## DIRECTIONS FOR THIS TASK
Print the full listing exactly.

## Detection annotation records
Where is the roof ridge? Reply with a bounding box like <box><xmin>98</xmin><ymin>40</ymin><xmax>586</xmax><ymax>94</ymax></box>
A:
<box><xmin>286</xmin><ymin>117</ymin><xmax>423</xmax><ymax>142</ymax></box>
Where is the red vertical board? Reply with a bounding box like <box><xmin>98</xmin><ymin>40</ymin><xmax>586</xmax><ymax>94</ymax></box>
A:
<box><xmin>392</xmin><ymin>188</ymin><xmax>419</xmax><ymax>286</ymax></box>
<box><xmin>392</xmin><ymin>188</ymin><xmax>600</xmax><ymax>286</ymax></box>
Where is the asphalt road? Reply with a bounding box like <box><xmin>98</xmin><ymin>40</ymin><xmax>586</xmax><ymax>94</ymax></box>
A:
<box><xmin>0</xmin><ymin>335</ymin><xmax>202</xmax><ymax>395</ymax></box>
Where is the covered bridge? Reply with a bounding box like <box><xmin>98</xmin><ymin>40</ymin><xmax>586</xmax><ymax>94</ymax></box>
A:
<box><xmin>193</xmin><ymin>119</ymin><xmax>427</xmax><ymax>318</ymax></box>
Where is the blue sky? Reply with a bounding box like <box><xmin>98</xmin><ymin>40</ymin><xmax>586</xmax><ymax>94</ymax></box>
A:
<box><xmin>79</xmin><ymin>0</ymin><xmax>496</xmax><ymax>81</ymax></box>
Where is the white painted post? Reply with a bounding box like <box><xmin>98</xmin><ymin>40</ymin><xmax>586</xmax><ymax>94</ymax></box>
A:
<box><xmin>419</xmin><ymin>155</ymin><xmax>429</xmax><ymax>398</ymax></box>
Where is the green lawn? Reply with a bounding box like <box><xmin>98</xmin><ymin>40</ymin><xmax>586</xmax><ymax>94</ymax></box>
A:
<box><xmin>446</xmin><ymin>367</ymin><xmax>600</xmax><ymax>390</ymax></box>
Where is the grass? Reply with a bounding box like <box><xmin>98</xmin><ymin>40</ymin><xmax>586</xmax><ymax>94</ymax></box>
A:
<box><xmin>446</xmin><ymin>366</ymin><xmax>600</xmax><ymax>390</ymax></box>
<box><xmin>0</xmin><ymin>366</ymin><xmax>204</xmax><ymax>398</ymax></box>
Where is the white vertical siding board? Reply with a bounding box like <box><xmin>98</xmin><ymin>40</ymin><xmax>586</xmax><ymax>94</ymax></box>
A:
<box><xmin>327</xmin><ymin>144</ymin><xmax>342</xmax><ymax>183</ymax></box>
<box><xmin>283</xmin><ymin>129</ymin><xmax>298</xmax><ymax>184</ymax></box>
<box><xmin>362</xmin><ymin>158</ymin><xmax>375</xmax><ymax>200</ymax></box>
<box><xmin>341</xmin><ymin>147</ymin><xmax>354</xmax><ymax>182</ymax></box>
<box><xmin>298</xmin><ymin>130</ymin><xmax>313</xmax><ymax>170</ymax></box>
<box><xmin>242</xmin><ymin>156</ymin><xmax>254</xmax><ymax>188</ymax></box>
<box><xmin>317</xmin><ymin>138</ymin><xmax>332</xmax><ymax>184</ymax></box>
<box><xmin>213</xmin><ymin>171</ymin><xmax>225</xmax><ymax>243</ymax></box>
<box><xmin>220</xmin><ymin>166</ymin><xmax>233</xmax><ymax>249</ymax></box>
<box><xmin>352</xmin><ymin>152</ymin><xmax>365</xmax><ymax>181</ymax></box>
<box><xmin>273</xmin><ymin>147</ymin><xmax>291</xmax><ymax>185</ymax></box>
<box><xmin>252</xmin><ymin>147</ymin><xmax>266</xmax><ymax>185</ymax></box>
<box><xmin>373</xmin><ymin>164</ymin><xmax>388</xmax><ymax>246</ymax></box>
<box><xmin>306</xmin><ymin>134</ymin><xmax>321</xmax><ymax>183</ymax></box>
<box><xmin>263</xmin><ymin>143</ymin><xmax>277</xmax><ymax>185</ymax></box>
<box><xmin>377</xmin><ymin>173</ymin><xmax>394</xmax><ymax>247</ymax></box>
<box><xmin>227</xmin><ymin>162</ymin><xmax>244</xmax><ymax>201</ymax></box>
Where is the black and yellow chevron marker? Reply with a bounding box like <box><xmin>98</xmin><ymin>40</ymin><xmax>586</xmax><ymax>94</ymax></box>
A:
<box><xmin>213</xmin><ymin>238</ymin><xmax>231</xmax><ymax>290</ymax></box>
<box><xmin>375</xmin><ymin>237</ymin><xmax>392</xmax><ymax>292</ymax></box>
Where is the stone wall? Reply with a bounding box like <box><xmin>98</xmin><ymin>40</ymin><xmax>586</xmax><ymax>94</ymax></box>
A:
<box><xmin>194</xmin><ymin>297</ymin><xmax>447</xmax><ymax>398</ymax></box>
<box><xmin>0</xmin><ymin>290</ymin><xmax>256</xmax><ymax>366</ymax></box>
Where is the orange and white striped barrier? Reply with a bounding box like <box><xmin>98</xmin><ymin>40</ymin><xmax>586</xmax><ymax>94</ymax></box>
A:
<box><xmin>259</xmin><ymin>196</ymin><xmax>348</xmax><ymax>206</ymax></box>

## RESULT OF THIS EXERCISE
Where is the roof ridge? Reply with a bounding box like <box><xmin>98</xmin><ymin>40</ymin><xmax>586</xmax><ymax>94</ymax></box>
A:
<box><xmin>286</xmin><ymin>117</ymin><xmax>423</xmax><ymax>142</ymax></box>
Where is the red vertical board? Reply with a bounding box like <box><xmin>98</xmin><ymin>40</ymin><xmax>586</xmax><ymax>94</ymax></box>
A:
<box><xmin>392</xmin><ymin>188</ymin><xmax>419</xmax><ymax>286</ymax></box>
<box><xmin>392</xmin><ymin>188</ymin><xmax>600</xmax><ymax>286</ymax></box>
Where is the asphalt road? Reply with a bounding box like <box><xmin>98</xmin><ymin>40</ymin><xmax>586</xmax><ymax>94</ymax></box>
A:
<box><xmin>0</xmin><ymin>335</ymin><xmax>202</xmax><ymax>395</ymax></box>
Where is the covered bridge? Reply with a bounding box like <box><xmin>98</xmin><ymin>40</ymin><xmax>586</xmax><ymax>94</ymax></box>
A:
<box><xmin>193</xmin><ymin>119</ymin><xmax>427</xmax><ymax>318</ymax></box>
Where is the blue sky? Reply with a bounding box like <box><xmin>98</xmin><ymin>40</ymin><xmax>586</xmax><ymax>94</ymax></box>
A:
<box><xmin>79</xmin><ymin>0</ymin><xmax>496</xmax><ymax>81</ymax></box>
Where is the white painted post? Reply with a bounding box like <box><xmin>98</xmin><ymin>40</ymin><xmax>586</xmax><ymax>94</ymax></box>
A:
<box><xmin>419</xmin><ymin>155</ymin><xmax>429</xmax><ymax>398</ymax></box>
Where is the green lawn? Reply with a bounding box like <box><xmin>98</xmin><ymin>40</ymin><xmax>586</xmax><ymax>94</ymax></box>
A:
<box><xmin>446</xmin><ymin>367</ymin><xmax>600</xmax><ymax>390</ymax></box>
Where is the grass? Reply with a bounding box like <box><xmin>98</xmin><ymin>40</ymin><xmax>586</xmax><ymax>94</ymax></box>
A:
<box><xmin>446</xmin><ymin>366</ymin><xmax>600</xmax><ymax>390</ymax></box>
<box><xmin>0</xmin><ymin>366</ymin><xmax>204</xmax><ymax>398</ymax></box>
Where is the white vertical siding board? Reply with a bounding box like <box><xmin>98</xmin><ymin>40</ymin><xmax>586</xmax><ymax>94</ymax></box>
A:
<box><xmin>327</xmin><ymin>144</ymin><xmax>342</xmax><ymax>183</ymax></box>
<box><xmin>283</xmin><ymin>129</ymin><xmax>298</xmax><ymax>184</ymax></box>
<box><xmin>362</xmin><ymin>158</ymin><xmax>375</xmax><ymax>200</ymax></box>
<box><xmin>341</xmin><ymin>147</ymin><xmax>354</xmax><ymax>182</ymax></box>
<box><xmin>298</xmin><ymin>130</ymin><xmax>313</xmax><ymax>170</ymax></box>
<box><xmin>242</xmin><ymin>156</ymin><xmax>254</xmax><ymax>188</ymax></box>
<box><xmin>317</xmin><ymin>138</ymin><xmax>332</xmax><ymax>184</ymax></box>
<box><xmin>213</xmin><ymin>171</ymin><xmax>225</xmax><ymax>243</ymax></box>
<box><xmin>220</xmin><ymin>166</ymin><xmax>233</xmax><ymax>249</ymax></box>
<box><xmin>352</xmin><ymin>152</ymin><xmax>365</xmax><ymax>181</ymax></box>
<box><xmin>273</xmin><ymin>147</ymin><xmax>291</xmax><ymax>185</ymax></box>
<box><xmin>252</xmin><ymin>147</ymin><xmax>266</xmax><ymax>185</ymax></box>
<box><xmin>373</xmin><ymin>164</ymin><xmax>388</xmax><ymax>246</ymax></box>
<box><xmin>306</xmin><ymin>134</ymin><xmax>321</xmax><ymax>183</ymax></box>
<box><xmin>263</xmin><ymin>143</ymin><xmax>277</xmax><ymax>185</ymax></box>
<box><xmin>377</xmin><ymin>173</ymin><xmax>394</xmax><ymax>247</ymax></box>
<box><xmin>227</xmin><ymin>162</ymin><xmax>244</xmax><ymax>201</ymax></box>
Where is the black and yellow chevron marker? Reply with a bounding box like <box><xmin>98</xmin><ymin>40</ymin><xmax>586</xmax><ymax>94</ymax></box>
A:
<box><xmin>213</xmin><ymin>238</ymin><xmax>231</xmax><ymax>290</ymax></box>
<box><xmin>375</xmin><ymin>237</ymin><xmax>392</xmax><ymax>292</ymax></box>
Where is the stone wall? Reply with a bounding box like <box><xmin>98</xmin><ymin>40</ymin><xmax>586</xmax><ymax>94</ymax></box>
A:
<box><xmin>194</xmin><ymin>297</ymin><xmax>447</xmax><ymax>398</ymax></box>
<box><xmin>0</xmin><ymin>290</ymin><xmax>256</xmax><ymax>366</ymax></box>
Where is the orange and white striped barrier? Reply with a bounding box like <box><xmin>98</xmin><ymin>40</ymin><xmax>586</xmax><ymax>94</ymax></box>
A:
<box><xmin>259</xmin><ymin>196</ymin><xmax>348</xmax><ymax>206</ymax></box>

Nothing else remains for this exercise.